**What is required**
Edit the material below by replacing each "dog's" with "puppy's", keeping everything else unchanged. Leave the pictures out of your answer.
========
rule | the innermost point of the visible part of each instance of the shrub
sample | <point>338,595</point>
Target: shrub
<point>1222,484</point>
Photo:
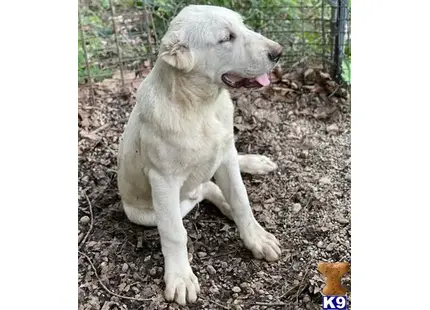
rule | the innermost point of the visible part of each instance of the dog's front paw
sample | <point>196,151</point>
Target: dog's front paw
<point>262,243</point>
<point>181,286</point>
<point>256,164</point>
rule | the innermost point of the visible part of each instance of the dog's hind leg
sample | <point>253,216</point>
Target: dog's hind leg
<point>146,217</point>
<point>256,164</point>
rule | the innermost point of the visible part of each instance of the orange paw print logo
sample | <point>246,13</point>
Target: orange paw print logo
<point>333,273</point>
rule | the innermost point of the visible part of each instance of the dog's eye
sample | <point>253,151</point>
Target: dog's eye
<point>228,38</point>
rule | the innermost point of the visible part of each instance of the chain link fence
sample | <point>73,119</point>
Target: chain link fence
<point>118,39</point>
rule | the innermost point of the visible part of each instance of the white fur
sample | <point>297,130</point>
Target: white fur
<point>180,134</point>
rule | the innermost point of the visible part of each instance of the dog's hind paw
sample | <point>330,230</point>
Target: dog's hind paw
<point>256,164</point>
<point>262,243</point>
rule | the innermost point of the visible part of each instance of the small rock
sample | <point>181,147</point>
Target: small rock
<point>202,254</point>
<point>342,220</point>
<point>236,289</point>
<point>213,289</point>
<point>153,271</point>
<point>325,180</point>
<point>297,207</point>
<point>211,269</point>
<point>331,247</point>
<point>304,154</point>
<point>333,128</point>
<point>84,220</point>
<point>244,285</point>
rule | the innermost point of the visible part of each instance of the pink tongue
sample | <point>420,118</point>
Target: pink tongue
<point>263,79</point>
========
**Worked answer**
rule | the innermost point of the visible part of each instance of the shrub
sample | <point>338,595</point>
Target: shrub
<point>1222,484</point>
Photo:
rule | the innermost point of the visible part of each instance of the puppy's front paw
sample | <point>196,151</point>
Target: puppy's front paw
<point>262,243</point>
<point>181,286</point>
<point>256,164</point>
rule | the innermost point of the visible part of each instance of the puppy's hind leg
sample | <point>253,216</point>
Target: puppy's hind leg
<point>146,217</point>
<point>256,164</point>
rule | the innermost point of the visible part of each instance of the orange paw print logo
sample | <point>246,13</point>
Target: orange paw print logo
<point>333,273</point>
rule | the innermost point of the visible part of each instance of the puppy's eye
sample | <point>253,151</point>
Target: puppy's eye
<point>228,38</point>
rule | the innermost point of the visible part of each instance of the chain link fence
sample | <point>73,119</point>
Target: chain link fence
<point>118,39</point>
rule | the innermost point of the visible part of each instance of the white fur
sample | <point>297,130</point>
Target: white fur
<point>180,134</point>
rule | the innermost point of the visible part of each instance of the puppy's hind paw
sample | <point>330,230</point>
Target: puppy's hind paw
<point>256,164</point>
<point>262,243</point>
rule | the innermost point of the visible part of each instance of the small rock
sample | <point>181,147</point>
Target: small rock
<point>202,254</point>
<point>342,220</point>
<point>236,289</point>
<point>213,289</point>
<point>153,271</point>
<point>325,180</point>
<point>297,207</point>
<point>211,269</point>
<point>331,247</point>
<point>304,154</point>
<point>333,128</point>
<point>84,220</point>
<point>244,285</point>
rule | the innermost point of the visible part of each instance of the pink tongue
sample | <point>420,118</point>
Target: pink tongue
<point>263,79</point>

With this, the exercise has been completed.